## [Requirement 1]
In the text on Haskell and continuations below, list every hyphenated word that appears outside the web addresses.

** start of Text to read **

Haskell (sometimes) does this kind of thing much more efficiently - it doesn't specify or always provide a stack, it models the program as a graph to be evaluated by reduction. And any language where you can implement continuations allows you to write this kind of thing efficiently (e.g. https://github.com/Atry/memcontinuationed ).

(Ultimately you can do "userspace continuations" in any programming language by explicitly transforming your code into CPS, using an explicit FSM if the language doesn't support tail-calls as such, the only price being developer sanity)

I do think there's a real gap in many languages between the natural way to express graph/tree transformations (recursively) and a cache-friendly/mechanical-sympathy-style runtime - see e.g. https://medium.com/@gkossakowski/kentucky-mule-limits-of-sca... . And really this gap shouldn't be there - the language implementation should be able to transform and fuse this kind of tree-walking operation into an efficient implementation - but at the same time it's hard to see how you'd ever make the language spec permit this without resorting to a full-Haskell "everything is lazy everywhere and the language implementation is allowed to evaluate whatever it likes however many times it likes (including 0) in whatever order".

** end of Text to read **

## [Requirement 2]
Retype the lines of the records starting at the line that contains "of the wildebeest" and ending at the line that contains "[(597, 343)]".

** start of Dataset extract **

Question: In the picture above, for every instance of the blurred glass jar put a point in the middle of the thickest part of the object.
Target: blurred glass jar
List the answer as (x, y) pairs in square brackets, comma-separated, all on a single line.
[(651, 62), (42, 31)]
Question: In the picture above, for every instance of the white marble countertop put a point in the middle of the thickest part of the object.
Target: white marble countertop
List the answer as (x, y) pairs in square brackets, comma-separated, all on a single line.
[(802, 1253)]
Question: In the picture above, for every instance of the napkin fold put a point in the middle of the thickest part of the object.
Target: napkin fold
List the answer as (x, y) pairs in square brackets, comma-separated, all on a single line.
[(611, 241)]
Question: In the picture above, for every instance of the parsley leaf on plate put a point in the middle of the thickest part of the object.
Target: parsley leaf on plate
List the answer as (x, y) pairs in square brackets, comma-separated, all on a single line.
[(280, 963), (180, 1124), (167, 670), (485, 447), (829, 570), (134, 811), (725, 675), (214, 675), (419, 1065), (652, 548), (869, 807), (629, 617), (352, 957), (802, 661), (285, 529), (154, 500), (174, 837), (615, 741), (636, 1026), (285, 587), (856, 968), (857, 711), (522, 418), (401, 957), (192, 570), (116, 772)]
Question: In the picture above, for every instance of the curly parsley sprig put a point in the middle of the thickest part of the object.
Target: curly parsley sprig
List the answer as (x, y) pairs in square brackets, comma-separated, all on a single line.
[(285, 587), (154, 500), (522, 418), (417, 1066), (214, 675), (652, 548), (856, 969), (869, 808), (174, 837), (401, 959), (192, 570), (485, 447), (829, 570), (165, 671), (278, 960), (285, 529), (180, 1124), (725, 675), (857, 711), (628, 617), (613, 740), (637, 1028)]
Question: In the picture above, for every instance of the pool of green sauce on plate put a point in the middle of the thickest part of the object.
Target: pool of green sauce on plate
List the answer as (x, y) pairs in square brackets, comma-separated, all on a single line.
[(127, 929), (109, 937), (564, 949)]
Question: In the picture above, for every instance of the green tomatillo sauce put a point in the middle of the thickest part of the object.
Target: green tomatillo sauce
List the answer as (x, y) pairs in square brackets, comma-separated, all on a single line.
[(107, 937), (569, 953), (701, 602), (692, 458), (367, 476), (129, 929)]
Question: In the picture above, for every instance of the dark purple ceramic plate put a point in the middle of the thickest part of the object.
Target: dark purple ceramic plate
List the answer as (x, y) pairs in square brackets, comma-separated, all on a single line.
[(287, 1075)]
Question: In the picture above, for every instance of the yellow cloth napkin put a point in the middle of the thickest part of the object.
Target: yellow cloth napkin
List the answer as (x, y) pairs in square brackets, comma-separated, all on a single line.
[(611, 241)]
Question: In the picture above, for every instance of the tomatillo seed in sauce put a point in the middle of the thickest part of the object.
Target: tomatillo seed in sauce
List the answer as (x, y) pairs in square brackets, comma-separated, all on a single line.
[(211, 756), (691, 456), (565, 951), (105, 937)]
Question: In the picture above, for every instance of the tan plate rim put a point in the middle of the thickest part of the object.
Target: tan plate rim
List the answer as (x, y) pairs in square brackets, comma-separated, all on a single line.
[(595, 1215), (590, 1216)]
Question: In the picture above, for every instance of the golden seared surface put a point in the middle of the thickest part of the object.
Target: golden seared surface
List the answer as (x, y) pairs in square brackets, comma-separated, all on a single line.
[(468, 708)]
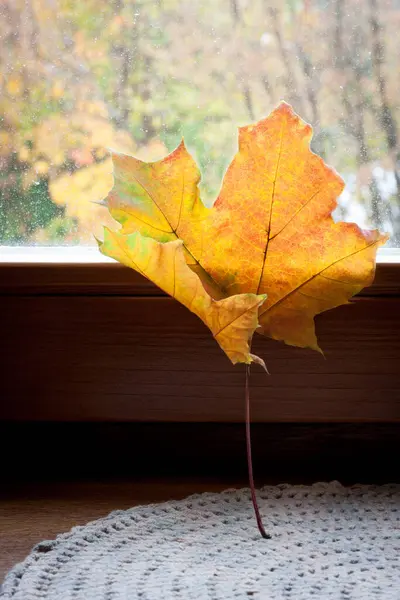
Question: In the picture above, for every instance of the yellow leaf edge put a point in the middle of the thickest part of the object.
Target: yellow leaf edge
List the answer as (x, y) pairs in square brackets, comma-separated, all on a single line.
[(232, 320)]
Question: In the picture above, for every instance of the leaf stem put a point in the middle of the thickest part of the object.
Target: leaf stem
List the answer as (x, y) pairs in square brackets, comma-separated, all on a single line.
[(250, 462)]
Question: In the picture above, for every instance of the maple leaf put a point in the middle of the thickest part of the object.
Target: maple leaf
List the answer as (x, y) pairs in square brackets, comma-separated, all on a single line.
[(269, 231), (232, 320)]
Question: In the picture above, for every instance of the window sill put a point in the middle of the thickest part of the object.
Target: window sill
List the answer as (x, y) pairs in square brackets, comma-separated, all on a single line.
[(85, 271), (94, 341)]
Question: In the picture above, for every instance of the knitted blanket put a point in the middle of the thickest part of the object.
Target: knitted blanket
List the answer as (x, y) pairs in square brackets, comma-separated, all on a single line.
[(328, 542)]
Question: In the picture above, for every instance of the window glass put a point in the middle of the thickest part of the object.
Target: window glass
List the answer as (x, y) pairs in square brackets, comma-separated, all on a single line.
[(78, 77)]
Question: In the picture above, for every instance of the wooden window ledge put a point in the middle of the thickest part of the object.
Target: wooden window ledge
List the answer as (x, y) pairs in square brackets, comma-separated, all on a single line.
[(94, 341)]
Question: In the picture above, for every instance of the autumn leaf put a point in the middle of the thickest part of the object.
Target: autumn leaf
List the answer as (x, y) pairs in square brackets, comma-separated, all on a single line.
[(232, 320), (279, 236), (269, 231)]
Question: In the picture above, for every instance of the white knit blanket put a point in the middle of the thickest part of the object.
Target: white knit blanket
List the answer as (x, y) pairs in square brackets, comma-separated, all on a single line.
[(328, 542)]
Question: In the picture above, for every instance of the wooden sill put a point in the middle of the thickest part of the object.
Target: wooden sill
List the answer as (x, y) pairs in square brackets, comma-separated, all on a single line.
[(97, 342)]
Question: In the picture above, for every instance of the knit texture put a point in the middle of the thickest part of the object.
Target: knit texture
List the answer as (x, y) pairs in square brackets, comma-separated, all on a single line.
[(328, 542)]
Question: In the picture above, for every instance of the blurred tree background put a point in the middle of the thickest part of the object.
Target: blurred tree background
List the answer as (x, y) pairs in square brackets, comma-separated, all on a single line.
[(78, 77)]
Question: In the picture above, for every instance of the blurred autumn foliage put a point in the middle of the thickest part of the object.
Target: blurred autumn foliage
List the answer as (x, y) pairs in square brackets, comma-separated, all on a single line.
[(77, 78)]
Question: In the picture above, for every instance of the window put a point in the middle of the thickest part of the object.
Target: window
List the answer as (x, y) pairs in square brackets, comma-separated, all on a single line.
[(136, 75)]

** end of Dataset extract **
** start of Dataset extract **

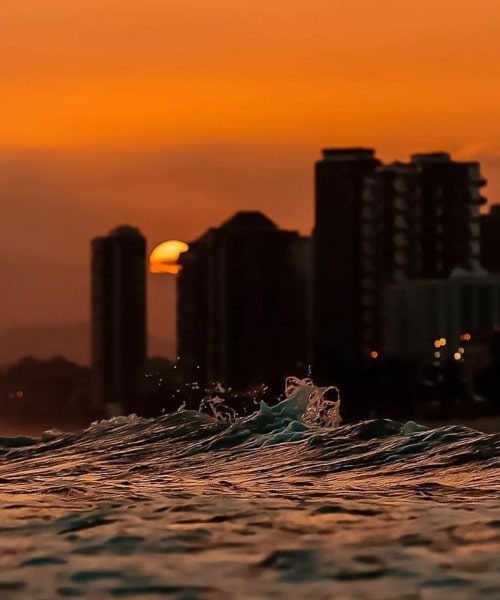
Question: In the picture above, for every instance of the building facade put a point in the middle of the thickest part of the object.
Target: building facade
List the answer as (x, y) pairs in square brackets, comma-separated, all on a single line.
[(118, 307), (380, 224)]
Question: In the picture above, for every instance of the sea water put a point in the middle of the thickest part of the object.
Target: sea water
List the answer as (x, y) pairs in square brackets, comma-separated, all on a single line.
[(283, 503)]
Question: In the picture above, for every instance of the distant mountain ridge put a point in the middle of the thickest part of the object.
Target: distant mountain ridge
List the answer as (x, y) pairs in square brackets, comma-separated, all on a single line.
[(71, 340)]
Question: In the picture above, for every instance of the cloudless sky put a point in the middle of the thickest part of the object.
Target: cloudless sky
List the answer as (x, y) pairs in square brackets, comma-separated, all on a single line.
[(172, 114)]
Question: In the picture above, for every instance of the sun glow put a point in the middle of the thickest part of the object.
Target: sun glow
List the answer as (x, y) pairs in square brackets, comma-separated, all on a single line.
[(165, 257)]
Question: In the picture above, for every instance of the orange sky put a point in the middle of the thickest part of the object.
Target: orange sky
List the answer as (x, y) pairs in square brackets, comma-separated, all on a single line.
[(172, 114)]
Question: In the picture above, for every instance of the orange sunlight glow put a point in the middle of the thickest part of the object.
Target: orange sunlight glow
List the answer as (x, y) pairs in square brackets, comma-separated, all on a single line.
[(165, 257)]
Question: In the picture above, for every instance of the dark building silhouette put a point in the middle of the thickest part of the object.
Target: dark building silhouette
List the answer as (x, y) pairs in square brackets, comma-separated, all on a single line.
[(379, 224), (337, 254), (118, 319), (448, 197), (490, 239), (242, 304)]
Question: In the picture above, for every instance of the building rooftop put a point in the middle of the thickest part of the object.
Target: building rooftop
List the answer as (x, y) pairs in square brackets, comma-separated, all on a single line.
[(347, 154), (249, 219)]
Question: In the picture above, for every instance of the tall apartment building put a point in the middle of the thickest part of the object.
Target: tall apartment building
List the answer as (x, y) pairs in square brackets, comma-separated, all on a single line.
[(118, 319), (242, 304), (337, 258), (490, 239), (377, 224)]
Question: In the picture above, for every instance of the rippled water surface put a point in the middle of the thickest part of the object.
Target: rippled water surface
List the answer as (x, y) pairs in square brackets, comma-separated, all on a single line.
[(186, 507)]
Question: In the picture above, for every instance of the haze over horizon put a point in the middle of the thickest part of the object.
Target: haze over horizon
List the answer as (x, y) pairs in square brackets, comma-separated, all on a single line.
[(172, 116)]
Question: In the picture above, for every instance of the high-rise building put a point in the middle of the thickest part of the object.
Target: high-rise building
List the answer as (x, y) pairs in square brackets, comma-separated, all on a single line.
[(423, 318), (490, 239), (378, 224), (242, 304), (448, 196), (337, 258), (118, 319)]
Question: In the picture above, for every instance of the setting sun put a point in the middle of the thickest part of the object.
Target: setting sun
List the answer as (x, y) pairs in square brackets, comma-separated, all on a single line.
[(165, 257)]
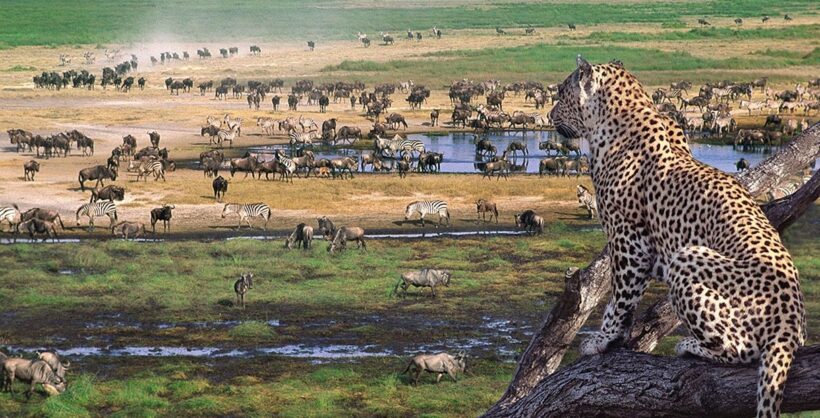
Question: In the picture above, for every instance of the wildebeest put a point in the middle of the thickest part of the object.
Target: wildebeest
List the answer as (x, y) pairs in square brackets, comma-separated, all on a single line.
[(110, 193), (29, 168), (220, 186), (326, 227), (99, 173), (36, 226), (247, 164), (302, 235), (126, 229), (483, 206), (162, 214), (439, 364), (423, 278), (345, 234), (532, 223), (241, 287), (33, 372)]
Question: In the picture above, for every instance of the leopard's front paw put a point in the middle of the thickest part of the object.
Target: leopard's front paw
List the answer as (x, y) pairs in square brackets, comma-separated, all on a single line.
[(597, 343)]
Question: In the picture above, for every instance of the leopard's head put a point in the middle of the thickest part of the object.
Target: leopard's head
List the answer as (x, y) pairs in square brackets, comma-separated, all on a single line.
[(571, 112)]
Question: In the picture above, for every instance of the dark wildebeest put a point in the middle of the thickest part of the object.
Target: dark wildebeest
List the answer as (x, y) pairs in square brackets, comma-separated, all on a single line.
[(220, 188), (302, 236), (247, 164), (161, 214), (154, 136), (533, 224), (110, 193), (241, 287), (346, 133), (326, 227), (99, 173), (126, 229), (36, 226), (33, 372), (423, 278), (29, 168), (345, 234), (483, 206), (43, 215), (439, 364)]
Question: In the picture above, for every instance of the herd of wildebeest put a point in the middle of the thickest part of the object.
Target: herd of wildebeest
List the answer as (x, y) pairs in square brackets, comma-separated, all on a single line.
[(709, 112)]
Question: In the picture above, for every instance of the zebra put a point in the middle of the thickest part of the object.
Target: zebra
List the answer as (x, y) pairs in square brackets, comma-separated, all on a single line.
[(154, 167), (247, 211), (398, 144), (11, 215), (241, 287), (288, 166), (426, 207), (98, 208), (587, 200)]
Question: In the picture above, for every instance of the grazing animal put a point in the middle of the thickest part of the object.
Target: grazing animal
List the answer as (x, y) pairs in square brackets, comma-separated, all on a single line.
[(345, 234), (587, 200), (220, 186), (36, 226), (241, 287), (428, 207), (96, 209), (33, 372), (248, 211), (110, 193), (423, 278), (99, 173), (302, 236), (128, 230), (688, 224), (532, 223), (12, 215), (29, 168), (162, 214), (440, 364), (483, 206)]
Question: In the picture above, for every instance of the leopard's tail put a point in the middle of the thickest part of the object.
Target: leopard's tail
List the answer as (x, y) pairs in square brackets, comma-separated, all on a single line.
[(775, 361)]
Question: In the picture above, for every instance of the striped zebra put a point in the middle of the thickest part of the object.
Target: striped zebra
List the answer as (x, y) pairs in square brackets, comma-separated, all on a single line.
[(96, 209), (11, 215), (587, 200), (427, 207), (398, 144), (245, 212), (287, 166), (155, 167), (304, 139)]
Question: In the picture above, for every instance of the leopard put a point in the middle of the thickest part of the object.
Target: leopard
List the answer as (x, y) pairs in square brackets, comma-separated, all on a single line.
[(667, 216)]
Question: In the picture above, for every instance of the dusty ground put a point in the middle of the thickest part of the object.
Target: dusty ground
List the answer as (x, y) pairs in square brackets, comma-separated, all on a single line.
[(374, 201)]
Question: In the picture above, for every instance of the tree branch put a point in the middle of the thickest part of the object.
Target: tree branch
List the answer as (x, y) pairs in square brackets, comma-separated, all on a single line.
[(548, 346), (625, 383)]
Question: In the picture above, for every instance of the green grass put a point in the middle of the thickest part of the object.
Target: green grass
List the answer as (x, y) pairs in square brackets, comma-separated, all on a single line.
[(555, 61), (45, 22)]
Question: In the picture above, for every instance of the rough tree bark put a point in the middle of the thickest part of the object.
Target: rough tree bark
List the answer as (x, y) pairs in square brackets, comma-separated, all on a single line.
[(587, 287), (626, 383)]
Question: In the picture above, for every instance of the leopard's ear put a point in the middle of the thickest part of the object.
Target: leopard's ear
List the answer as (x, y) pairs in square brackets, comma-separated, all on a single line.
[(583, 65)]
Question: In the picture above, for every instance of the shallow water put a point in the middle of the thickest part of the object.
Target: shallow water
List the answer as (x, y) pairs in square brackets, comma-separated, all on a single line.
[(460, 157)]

** end of Dataset extract **
** start of Dataset extract **

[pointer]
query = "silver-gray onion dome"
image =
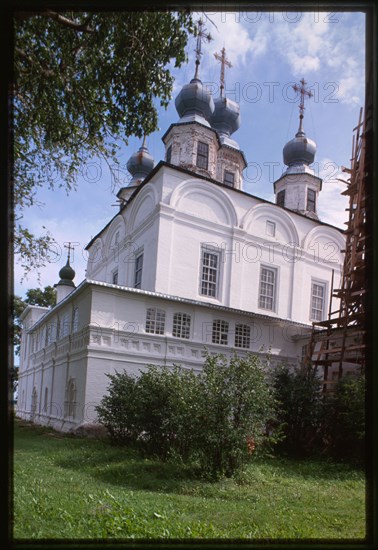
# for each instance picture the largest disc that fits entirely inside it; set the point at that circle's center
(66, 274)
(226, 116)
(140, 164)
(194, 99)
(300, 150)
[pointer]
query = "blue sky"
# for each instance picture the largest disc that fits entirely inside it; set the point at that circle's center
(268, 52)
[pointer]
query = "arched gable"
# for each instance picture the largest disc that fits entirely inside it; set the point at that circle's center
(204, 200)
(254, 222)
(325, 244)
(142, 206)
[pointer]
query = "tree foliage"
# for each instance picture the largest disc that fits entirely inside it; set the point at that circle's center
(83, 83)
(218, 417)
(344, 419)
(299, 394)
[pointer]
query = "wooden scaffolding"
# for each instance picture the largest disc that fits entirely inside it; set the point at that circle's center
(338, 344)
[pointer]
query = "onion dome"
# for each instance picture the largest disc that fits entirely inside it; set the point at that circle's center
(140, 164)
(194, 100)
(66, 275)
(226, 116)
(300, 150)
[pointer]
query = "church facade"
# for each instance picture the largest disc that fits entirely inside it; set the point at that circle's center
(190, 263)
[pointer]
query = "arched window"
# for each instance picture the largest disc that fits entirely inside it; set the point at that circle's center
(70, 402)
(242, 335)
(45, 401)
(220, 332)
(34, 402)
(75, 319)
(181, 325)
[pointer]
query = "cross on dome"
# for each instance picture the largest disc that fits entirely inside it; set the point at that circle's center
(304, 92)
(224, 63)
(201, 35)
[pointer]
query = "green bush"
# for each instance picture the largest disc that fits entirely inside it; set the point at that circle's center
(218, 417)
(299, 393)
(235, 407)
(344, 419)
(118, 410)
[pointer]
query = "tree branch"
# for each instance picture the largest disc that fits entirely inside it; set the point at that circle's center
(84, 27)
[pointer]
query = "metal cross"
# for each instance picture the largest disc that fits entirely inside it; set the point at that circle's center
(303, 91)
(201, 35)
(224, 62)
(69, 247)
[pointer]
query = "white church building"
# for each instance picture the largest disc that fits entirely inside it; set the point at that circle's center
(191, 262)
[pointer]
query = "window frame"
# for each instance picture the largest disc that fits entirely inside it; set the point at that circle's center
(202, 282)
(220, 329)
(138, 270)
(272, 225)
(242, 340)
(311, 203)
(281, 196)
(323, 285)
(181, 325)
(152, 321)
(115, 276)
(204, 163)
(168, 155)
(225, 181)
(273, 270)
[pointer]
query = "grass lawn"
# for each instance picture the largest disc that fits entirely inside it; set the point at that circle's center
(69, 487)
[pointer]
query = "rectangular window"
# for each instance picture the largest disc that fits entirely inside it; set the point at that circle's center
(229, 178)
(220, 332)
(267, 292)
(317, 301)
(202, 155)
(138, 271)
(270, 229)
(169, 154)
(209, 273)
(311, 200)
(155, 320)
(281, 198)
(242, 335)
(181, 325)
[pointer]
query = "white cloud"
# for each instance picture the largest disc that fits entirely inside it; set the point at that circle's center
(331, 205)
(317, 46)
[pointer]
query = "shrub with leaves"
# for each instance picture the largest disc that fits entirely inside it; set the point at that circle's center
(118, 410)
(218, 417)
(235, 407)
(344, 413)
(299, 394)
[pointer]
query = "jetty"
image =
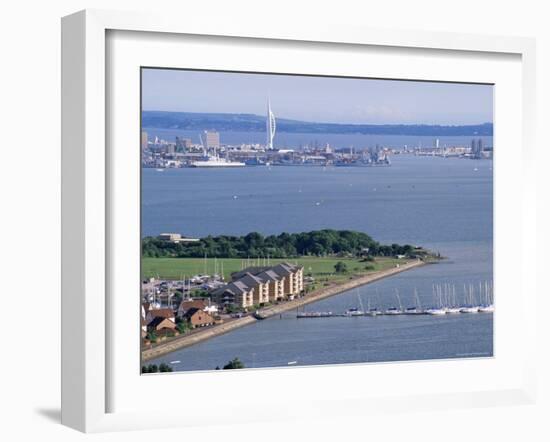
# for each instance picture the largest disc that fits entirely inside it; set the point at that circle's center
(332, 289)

** end of Dataset extract **

## [Full answer 1]
tail-calls, cache-friendly, mechanical-sympathy-style, full-Haskell, tree-walking

## [Full answer 2]
Question: In the picture above, for every instance of the wildebeest put a point in the middle of the thickest part of the object.
Target: wildebeest
List the answer as (x, y) pairs in square brackets, comma-separated, all on a single line.
[(110, 193), (29, 168), (220, 186), (326, 227), (99, 173), (36, 226), (247, 164), (302, 235), (126, 229), (483, 206), (162, 214), (439, 364), (423, 278), (345, 234), (532, 223), (241, 287), (33, 372)]
Question: In the picture above, for every instance of the leopard's front paw put a point in the middle of the thickest part of the object.
Target: leopard's front paw
List the answer as (x, y) pairs in square brackets, comma-separated, all on a single line.
[(597, 343)]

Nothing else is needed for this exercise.